Task prompt.
Go through the records and copy each line where the string "banner" occurs.

Exercise input.

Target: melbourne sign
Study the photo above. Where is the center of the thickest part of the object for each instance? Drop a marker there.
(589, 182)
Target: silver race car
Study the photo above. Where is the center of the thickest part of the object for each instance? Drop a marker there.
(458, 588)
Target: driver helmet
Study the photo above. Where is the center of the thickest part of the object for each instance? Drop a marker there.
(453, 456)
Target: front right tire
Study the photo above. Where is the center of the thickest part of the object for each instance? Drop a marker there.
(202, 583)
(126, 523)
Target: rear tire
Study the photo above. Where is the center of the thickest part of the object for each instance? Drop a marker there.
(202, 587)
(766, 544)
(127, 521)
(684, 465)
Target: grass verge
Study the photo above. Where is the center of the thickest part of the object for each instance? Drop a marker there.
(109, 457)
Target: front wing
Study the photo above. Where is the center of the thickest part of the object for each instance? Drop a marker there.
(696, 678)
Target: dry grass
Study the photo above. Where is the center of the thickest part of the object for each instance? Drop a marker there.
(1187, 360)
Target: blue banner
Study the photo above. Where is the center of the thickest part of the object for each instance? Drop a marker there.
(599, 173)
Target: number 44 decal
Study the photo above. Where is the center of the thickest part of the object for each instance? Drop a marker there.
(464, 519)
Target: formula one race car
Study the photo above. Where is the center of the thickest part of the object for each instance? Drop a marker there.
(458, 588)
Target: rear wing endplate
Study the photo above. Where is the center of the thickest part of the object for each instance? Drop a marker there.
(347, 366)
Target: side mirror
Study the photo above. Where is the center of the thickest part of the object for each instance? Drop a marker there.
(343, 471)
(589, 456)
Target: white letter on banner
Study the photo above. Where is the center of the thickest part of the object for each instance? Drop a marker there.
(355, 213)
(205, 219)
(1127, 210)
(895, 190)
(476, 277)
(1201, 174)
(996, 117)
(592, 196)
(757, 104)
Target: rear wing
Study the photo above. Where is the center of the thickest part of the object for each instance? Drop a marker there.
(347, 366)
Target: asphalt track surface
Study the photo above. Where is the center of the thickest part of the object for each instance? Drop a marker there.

Exercise answer.
Target: blue banner
Target: white letter on banner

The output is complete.